* Supplied entries:

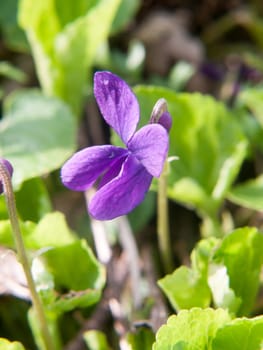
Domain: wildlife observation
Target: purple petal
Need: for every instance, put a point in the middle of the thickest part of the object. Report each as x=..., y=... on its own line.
x=123, y=193
x=117, y=104
x=85, y=166
x=150, y=146
x=9, y=168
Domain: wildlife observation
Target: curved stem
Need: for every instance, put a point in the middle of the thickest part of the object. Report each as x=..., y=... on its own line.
x=22, y=256
x=163, y=222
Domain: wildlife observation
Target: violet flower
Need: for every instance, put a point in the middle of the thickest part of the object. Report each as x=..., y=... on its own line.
x=9, y=168
x=124, y=174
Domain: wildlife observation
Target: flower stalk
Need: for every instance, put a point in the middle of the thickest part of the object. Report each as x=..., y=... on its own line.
x=163, y=222
x=22, y=256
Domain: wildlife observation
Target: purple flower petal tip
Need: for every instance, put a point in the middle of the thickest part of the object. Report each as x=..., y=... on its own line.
x=9, y=168
x=123, y=175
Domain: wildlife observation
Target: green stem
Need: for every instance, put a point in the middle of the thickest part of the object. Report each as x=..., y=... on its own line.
x=163, y=222
x=22, y=256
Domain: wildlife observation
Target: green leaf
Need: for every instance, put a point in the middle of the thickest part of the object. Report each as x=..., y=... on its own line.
x=6, y=235
x=62, y=262
x=83, y=285
x=8, y=345
x=141, y=338
x=191, y=329
x=185, y=288
x=125, y=13
x=142, y=214
x=12, y=35
x=241, y=254
x=65, y=37
x=33, y=200
x=240, y=334
x=96, y=340
x=253, y=99
x=51, y=231
x=248, y=194
x=10, y=71
x=37, y=134
x=206, y=164
x=188, y=287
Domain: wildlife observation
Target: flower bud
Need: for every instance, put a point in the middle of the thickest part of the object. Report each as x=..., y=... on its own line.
x=161, y=115
x=8, y=168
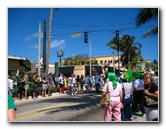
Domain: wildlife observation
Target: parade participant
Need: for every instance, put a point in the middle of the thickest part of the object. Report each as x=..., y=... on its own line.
x=11, y=109
x=35, y=81
x=26, y=85
x=138, y=93
x=61, y=83
x=115, y=90
x=87, y=82
x=50, y=84
x=97, y=82
x=44, y=86
x=151, y=99
x=20, y=85
x=127, y=95
x=81, y=83
x=10, y=85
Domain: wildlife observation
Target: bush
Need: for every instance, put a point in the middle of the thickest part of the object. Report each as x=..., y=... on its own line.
x=39, y=91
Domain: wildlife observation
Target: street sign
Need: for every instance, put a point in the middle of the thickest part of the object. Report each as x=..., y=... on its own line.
x=76, y=35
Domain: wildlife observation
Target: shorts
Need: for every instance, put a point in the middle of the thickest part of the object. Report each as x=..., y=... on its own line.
x=44, y=86
x=151, y=113
x=86, y=85
x=26, y=86
x=34, y=88
x=50, y=88
x=61, y=85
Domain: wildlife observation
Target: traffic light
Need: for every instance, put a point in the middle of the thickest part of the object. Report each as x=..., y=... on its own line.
x=85, y=37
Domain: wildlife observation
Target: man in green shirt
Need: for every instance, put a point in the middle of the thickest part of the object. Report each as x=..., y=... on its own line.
x=11, y=109
x=20, y=85
x=35, y=81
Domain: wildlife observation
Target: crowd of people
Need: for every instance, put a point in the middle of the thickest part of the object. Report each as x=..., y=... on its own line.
x=129, y=93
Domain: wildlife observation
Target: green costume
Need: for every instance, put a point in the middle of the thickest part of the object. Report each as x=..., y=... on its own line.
x=11, y=103
x=112, y=77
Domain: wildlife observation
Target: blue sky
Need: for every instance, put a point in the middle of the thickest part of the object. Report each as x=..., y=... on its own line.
x=101, y=23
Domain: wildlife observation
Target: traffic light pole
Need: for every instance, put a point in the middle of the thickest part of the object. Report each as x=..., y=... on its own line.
x=90, y=59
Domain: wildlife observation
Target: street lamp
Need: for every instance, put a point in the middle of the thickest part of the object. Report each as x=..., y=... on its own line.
x=117, y=41
x=60, y=55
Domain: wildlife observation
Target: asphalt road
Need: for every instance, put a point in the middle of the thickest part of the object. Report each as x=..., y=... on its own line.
x=64, y=108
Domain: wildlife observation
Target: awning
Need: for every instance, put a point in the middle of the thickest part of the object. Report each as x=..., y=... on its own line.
x=94, y=69
x=66, y=70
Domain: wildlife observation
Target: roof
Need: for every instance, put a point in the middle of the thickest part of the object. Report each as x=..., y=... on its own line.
x=94, y=69
x=16, y=58
x=66, y=70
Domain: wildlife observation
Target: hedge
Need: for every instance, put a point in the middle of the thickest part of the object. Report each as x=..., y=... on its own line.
x=39, y=91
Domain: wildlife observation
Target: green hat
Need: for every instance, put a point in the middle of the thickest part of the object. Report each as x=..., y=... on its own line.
x=112, y=77
x=137, y=75
x=128, y=75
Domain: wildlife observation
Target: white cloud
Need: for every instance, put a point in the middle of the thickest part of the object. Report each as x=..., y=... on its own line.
x=34, y=35
x=54, y=44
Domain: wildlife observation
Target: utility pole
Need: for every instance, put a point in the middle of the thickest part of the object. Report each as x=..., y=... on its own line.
x=39, y=36
x=44, y=48
x=49, y=42
x=117, y=38
x=90, y=59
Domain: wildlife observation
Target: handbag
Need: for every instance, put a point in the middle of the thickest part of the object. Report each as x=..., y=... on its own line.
x=105, y=101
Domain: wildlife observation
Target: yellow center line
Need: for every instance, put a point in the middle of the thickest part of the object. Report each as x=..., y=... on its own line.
x=45, y=110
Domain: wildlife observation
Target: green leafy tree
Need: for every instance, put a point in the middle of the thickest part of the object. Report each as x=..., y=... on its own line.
x=145, y=15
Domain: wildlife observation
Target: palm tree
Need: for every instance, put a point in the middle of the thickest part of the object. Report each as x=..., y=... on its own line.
x=131, y=53
x=145, y=15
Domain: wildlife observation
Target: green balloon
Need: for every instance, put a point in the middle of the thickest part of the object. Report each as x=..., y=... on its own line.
x=112, y=77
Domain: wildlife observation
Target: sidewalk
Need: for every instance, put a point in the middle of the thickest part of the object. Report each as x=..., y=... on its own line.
x=136, y=118
x=39, y=98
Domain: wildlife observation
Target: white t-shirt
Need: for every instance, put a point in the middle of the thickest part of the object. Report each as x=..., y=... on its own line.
x=10, y=83
x=139, y=83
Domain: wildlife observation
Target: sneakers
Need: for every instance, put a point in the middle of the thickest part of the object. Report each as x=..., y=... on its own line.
x=34, y=98
x=142, y=115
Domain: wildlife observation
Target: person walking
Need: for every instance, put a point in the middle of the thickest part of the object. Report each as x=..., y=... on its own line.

* What to work on: Put down exactly the lines of the data above that run from its first line through the line bearing "Target: violet flower", and no pictures.

* Task solution:
Domain: wildlife observation
Target: purple petal
Need: for every instance, put a point in the middle of the thickest part of the object. Report each as x=..., y=... on its own line.
x=123, y=193
x=117, y=104
x=85, y=166
x=150, y=146
x=9, y=168
Domain: wildlife observation
Target: curved stem
Need: for every instance, put a point in the middle of the thickest part of the object. Report each as x=..., y=... on its own line.
x=22, y=256
x=163, y=222
Domain: wildlife observation
Target: violet flower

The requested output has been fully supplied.